Texte à étudier:
---------------
Marchés Emergents > | Rédigé le 25 février 1999 Docteur Mobius, à la recherche des joyaux émergents : "L'Indiana Jones" de l'investissement croit aux pays en développement. |
Arborant un sourire impassible malgré le décalage horaire qui trahit sa fatigue, Mark Mobius pénètre dans le bureau parisien de Templeton. Dans son costume tiré à quatre épingles, ce petit bonhomme au look de Yul Brynner est le plus grand gourou des marchés émergents. Le docteur Mobius, comme l'appellent ses collègues, a acquis sa réputation en écumant les marchés émergents depuis trente ans, à la recherche des meilleurs investissements. Quand il entre à la société de gestion américaine Templeton, en 1987, il n'a que 87 millions de dollars à placer. Douze ans plus tard, et malgré le krach qui lui a fait perdre un tiers de ses actifs, Mark Mobius est à la tête du plus gros portefeuille investi sur les pays en développement: plus de 10 milliards de dollars.
---------------
D'après le texte sur Mark Mobius, quelle somme avait-il à placer quand il est entré chez Templeton en 1987 ?

Contenus enregistrés
---------------
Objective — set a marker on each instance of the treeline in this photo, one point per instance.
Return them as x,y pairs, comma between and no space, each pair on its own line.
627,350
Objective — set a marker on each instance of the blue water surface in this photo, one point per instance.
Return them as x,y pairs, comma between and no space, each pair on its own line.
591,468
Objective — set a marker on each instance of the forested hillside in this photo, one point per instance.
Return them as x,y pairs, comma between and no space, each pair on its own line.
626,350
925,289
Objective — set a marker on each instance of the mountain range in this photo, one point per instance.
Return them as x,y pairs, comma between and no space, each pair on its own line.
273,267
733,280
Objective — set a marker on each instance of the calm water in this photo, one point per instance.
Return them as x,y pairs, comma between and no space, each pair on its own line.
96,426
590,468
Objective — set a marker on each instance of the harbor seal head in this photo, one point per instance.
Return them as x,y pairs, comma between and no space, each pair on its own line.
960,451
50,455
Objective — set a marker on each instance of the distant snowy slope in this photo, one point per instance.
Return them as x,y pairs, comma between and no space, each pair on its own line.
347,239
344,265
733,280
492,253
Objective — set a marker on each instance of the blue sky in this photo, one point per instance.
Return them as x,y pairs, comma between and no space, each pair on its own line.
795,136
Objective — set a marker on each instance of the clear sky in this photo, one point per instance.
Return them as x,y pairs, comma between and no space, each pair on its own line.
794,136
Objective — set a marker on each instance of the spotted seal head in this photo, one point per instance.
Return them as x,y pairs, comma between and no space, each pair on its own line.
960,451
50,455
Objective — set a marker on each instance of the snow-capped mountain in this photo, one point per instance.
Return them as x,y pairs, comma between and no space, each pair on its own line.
---------------
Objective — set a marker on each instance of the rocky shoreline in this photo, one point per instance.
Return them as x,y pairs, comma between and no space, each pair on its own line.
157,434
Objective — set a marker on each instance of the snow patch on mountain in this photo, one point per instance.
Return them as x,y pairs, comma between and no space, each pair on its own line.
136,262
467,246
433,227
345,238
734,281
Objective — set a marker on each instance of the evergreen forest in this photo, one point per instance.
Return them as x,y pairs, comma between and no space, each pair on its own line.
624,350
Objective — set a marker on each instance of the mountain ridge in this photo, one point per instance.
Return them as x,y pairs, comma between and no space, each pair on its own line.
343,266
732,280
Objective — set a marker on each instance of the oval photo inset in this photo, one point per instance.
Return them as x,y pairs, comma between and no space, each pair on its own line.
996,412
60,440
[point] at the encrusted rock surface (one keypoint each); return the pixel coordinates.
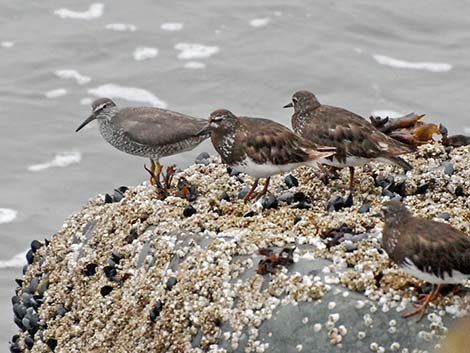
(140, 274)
---------------
Votre réponse: 87 millions de dollars.